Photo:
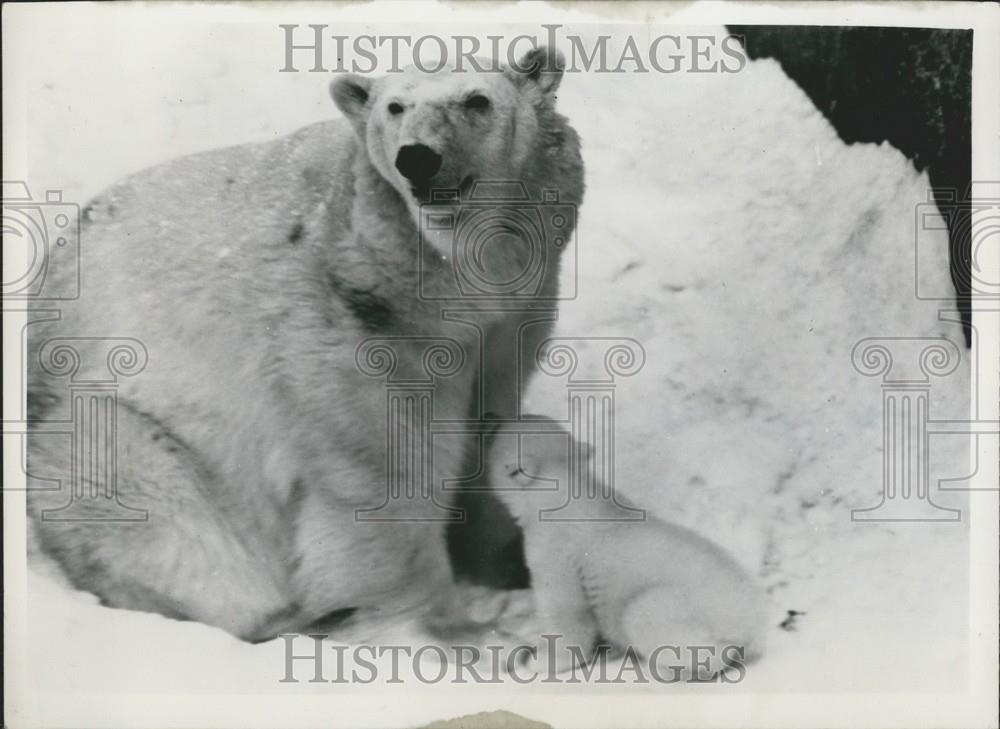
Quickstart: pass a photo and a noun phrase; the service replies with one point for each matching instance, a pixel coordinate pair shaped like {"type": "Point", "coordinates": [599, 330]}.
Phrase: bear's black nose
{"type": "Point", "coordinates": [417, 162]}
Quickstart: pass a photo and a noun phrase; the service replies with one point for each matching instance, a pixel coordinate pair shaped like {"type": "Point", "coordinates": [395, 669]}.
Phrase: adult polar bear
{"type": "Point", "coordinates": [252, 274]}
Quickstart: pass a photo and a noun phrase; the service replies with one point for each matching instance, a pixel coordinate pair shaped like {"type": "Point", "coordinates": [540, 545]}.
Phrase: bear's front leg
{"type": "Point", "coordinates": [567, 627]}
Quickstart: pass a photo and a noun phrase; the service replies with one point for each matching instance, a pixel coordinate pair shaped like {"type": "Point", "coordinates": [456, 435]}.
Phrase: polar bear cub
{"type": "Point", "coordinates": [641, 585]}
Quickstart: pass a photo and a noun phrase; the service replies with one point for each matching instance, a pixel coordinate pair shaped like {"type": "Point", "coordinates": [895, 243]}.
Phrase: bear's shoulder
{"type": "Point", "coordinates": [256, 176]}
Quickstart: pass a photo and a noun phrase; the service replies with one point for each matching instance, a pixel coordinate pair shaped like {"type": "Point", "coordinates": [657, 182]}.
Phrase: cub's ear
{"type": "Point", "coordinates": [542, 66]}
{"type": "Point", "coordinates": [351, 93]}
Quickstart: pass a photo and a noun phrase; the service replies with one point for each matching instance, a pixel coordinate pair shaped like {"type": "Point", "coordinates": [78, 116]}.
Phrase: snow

⁂

Aim of the exercise:
Leave out the images and transcribe all the records exactly.

Task answer:
Photo:
Quickstart: pass a photo and a noun phrase; the service replies with one point for each matching instance, a pixel coordinate pair shaped like {"type": "Point", "coordinates": [599, 330]}.
Phrase: bear's black nose
{"type": "Point", "coordinates": [417, 162]}
Quickstart: pass a photo and a noun phrase; the service replies with one point for each matching instance, a pixel coordinate pair shaped like {"type": "Point", "coordinates": [395, 669]}.
Phrase: adult polar bear
{"type": "Point", "coordinates": [252, 274]}
Quickstart: pass a photo and a noun phrase; the service replies with one point for each matching instance, a pixel coordinate pair shaped like {"type": "Point", "coordinates": [540, 545]}.
Phrase: bear's front leg
{"type": "Point", "coordinates": [567, 627]}
Quickstart: pass a photo and a noun phrase; the service replies with one point for each matching instance, a pixel coordinate pair shaped like {"type": "Point", "coordinates": [456, 435]}.
Phrase: polar bear cub
{"type": "Point", "coordinates": [641, 585]}
Quickstart: pass a photo and a noun phrase; the service replies with one point for each matching instance, a pixel coordinate pair shaped like {"type": "Point", "coordinates": [895, 243]}.
Phrase: bear's shoulder
{"type": "Point", "coordinates": [256, 176]}
Quickstart: pass a photo and a noun phrase; the service replies with one point for each matching instance, a pixel coordinate pair shaped like {"type": "Point", "coordinates": [657, 182]}.
Phrase: cub's ear
{"type": "Point", "coordinates": [542, 66]}
{"type": "Point", "coordinates": [351, 93]}
Quickstart: pass a photo and a noun phrase; the service replies with one point for each matching instance, a pixel coordinate pair shaped like {"type": "Point", "coordinates": [78, 116]}.
Phrase: snow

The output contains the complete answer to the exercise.